◆ Extracted entries

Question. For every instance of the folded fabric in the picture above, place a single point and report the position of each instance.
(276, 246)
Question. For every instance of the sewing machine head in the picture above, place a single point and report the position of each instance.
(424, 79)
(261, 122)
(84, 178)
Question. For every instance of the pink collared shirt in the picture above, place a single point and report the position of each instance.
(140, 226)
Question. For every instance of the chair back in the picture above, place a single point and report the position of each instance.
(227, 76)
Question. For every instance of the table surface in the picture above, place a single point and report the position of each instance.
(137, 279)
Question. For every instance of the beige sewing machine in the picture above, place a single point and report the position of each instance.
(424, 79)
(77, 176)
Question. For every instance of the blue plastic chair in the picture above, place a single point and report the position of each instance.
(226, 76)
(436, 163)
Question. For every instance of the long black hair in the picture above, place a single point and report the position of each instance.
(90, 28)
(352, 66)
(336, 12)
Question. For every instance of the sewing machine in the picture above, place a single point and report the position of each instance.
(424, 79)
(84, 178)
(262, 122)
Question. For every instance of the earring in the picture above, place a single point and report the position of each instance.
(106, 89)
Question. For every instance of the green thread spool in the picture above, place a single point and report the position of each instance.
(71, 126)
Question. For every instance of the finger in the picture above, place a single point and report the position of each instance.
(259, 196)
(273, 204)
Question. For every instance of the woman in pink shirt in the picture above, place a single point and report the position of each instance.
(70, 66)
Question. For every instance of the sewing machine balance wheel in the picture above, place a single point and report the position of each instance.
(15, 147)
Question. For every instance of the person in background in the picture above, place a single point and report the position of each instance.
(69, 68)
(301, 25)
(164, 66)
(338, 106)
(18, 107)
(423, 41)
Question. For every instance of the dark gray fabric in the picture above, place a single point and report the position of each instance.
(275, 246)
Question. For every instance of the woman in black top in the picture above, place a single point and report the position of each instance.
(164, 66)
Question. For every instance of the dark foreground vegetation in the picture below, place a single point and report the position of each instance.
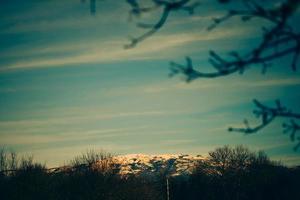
(228, 173)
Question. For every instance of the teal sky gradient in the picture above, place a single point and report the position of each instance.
(68, 85)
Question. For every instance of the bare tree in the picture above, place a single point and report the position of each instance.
(278, 41)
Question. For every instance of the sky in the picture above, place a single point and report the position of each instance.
(68, 85)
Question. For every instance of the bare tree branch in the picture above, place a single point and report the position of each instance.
(167, 8)
(280, 36)
(267, 114)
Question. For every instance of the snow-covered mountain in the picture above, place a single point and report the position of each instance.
(171, 164)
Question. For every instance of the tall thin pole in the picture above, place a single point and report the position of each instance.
(168, 192)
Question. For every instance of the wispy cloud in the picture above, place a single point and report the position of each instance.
(97, 51)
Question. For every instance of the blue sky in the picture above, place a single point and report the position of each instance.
(68, 85)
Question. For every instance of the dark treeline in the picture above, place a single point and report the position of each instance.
(227, 173)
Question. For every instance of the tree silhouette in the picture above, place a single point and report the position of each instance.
(280, 40)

◆ Exercise directions
Take the listing above and print it exactly, apart from the pictures.

◆ Task solution
Question. For every instance of the folded fabric in the picture above, place a single point and report the position of each instance.
(276, 246)
Question. For every instance of the sewing machine head in the picture above, place a single point and report the position of each instance.
(424, 79)
(261, 122)
(84, 178)
Question. For every instance of the pink collared shirt in the picture above, place a single point and report the position of each instance.
(140, 226)
Question. For every instance of the chair back in the picture above, place a single point and report the position of each instance.
(227, 76)
Question. For every instance of the table surface in the picture above, place a single point and report the position of each instance.
(137, 279)
Question. For every instance of the beige sewing machine in the picture above, place a single point and report the position of each instance.
(424, 79)
(77, 176)
Question. For every instance of the blue plastic chair in the picture above, place a single point and report the position of each instance.
(226, 76)
(436, 163)
Question. For every instance of the long black hair in the picture above, place a single point and report the position of each instance.
(90, 28)
(352, 66)
(336, 12)
Question. For every instance of the sewing machine in the picture above, place a single point and report the position of each instance.
(424, 79)
(84, 178)
(262, 122)
Question. For every instance of the earring in the picture above, place a single point and report the position of each instance.
(106, 89)
Question. For every instance of the green thread spool in the picture above, place a single point and report the position of each instance.
(71, 126)
Question. For every instance of the finger in the picture above, place a single point and report the position of each instance.
(259, 196)
(273, 204)
Question. For every instance of the woman in pink shirt in the picture above, place a single point and report the position of each instance.
(70, 66)
Question. For every instance of the sewing machine balance wheel in the picture above, place a single point and report the position of each instance.
(15, 147)
Question. For every instance of the person in background in the picture above, place a single point and report the position of each instance.
(69, 68)
(301, 25)
(164, 66)
(338, 106)
(18, 107)
(423, 41)
Question. For every instance of the dark gray fabric in the picture above, place a single point and report the position of each instance.
(275, 246)
Question. For every instance of the woman in black top in the picture above, place a single point and report the position of each instance.
(164, 66)
Question. For every instance of the dark foreground vegetation in the picture below, place a single point and report the position of each instance.
(228, 173)
Question. For every instance of the teal sky gradient in the picture above, place a single point and report the position of each instance.
(68, 85)
Question. For every instance of the bare tree in the picture above, place a single point and report the position of each instance.
(278, 41)
Question. For every instance of the sky in the picture above, place a single point and report the position of each instance.
(68, 85)
Question. For every instance of the bare tree branch in the picture above, place a single point and report the position of each instance.
(167, 8)
(280, 36)
(267, 114)
Question. For every instance of the snow-covered mountain in the picture above, place a single point and report the position of each instance.
(171, 164)
Question. For every instance of the tall thin pole in the picture above, place a single point and report the position of each instance.
(168, 192)
Question. For every instance of the wispy cloud in the picture above, place a single point and report the position of each instance.
(97, 51)
Question. For every instance of the blue sky in the picture above, place a single point and report the position of each instance.
(68, 85)
Question. For every instance of the dark treeline in the picture above, place a single point and report the position of each instance.
(227, 173)
Question. For every instance of the tree silhouette in the picture above, place a single point and report the position of each instance.
(280, 40)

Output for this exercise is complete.